- Opening Delimiter -

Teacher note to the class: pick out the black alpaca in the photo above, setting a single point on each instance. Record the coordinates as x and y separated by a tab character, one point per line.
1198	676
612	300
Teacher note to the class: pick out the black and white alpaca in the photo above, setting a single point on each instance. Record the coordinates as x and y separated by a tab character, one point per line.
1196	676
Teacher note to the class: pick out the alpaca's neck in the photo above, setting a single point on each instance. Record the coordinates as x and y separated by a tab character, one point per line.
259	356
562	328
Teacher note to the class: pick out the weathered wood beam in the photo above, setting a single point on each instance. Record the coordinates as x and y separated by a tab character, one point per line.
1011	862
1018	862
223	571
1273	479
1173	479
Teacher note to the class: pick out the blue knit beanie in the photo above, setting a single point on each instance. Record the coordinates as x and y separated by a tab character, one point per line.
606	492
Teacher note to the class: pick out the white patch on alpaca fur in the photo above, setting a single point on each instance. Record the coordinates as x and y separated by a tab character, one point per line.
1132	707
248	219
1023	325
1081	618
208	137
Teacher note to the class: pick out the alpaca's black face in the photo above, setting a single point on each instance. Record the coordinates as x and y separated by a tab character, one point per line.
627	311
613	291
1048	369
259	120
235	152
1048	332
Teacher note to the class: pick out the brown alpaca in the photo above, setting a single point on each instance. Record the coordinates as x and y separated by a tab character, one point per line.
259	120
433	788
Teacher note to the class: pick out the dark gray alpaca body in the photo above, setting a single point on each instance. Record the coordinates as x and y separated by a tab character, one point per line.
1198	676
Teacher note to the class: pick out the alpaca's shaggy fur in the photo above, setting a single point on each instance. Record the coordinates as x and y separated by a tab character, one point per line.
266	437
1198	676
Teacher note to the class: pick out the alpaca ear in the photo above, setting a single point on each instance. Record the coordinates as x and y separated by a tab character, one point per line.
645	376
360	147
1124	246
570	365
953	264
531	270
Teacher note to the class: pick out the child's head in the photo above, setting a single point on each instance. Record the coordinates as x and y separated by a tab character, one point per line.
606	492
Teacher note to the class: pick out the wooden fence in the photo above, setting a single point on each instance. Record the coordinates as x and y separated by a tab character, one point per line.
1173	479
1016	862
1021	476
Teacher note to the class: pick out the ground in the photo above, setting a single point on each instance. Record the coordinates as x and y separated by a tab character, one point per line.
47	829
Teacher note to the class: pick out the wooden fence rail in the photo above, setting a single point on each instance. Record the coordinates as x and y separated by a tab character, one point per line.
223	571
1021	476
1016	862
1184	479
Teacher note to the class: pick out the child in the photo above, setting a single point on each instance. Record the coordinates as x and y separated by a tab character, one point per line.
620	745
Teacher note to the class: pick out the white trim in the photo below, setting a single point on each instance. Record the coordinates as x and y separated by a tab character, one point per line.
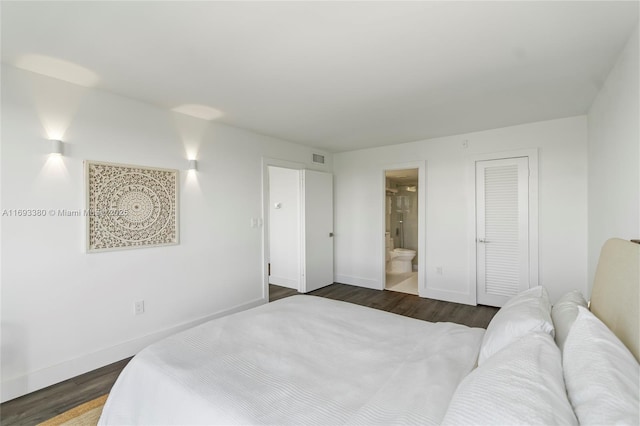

- Closing Delimiter -

REQUIRED WORK
Everything in the records goes into your answer exactly, except the pictures.

PROBLEM SOLUTION
Teacher note to the class: pick out the black alpaca in the photo above, setting a single point on each instance. Record the coordinates as x and y separated by a tab character, one point per line.
1198	676
612	300
Teacher note to the class: pick out the black and white alpaca in the photo above, setting a single point on each instance. Record the coordinates as x and y separated by a tab character, one point per line.
1196	676
Teacher note to the class: pick out the alpaca's neck in the photo above, setting a single point on each instance. Record the coordinates as x and y separated by a tab character, one point per line.
259	356
562	328
Teacher note to the class: pick out the weathered wood beam in the photo above, setting a single point on each instance. Record the coordinates as x and y separated by a tab character, one point per line.
1011	862
1018	862
223	571
1273	479
1173	479
Teacher note to the class: pick out the blue knit beanie in the photo above, setting a single point on each instance. Record the coordinates as x and y separated by a tab character, one point per line.
606	492
Teacher note to the class: pick out the white patch on alpaca fur in the photo above, setting a single point on each instance. Record the coordinates as x and y separated by a tab character, one point per line.
1132	707
248	219
1023	325
1081	618
208	137
Teacher note to the class: pick out the alpaca's black face in the photo above, setting a single point on each instance. Record the coordinates as x and y separated by a tab character, one point per line.
627	311
613	291
1048	369
259	120
235	152
1048	332
Teacher note to the class: pick out the brown alpaca in the photo above, setting a single point on each instance. Record the coordinates as x and y separated by a tab character, one point per line.
259	120
433	788
Teacher note to the class: pick out the dark gray alpaca body in the photo above, setting a single point on each instance. Record the coordinates as x and y separated by a tab character, one point per line.
1198	676
Teacher note to the class: pick out the alpaca's shaggy fur in the photo above, setting a single point on each instance. Record the coordinates as x and y separated by a tab character, one point per line.
266	437
1198	676
Teacher note to the class: pick out the alpaca ear in the photo above, setting a single point on each instance. Record the coordinates as x and y separated by a tab character, one point per line.
645	376
360	147
1124	246
570	365
953	264
531	270
Teacher note to the class: pick out the child's head in the photo above, setting a single point on each instance. Record the coordinates as x and y separated by a tab character, one point per line.
606	492
Teacher note to the class: pick out the wooden fence in the photo above, setting a single point on each instance. Record the coordinates as x and y separated by a tab character, one point per line.
1173	479
1016	862
1021	476
Teacher note to the class: pick out the ground in the photo above, setting a single point on each instance. Record the coordinates as x and y separated by a tab character, one point per line.
47	829
Teacher note to the class: pick out the wooden fence rail in the photo above, setting a single point on each instance. Record the coordinates as x and y separated by a tab character, one point per line.
223	571
1021	476
1016	862
1184	479
Teacher note to the class: pick out the child in the photo above, setting a single point on each instance. Record the coordinates as x and y separated by a tab character, one point per line.
620	745
Teacher note to the class: pick out the white trim in the photo below, setting a single point on each instance. Record the coordinates as x and y separated by a tab character, one point per line.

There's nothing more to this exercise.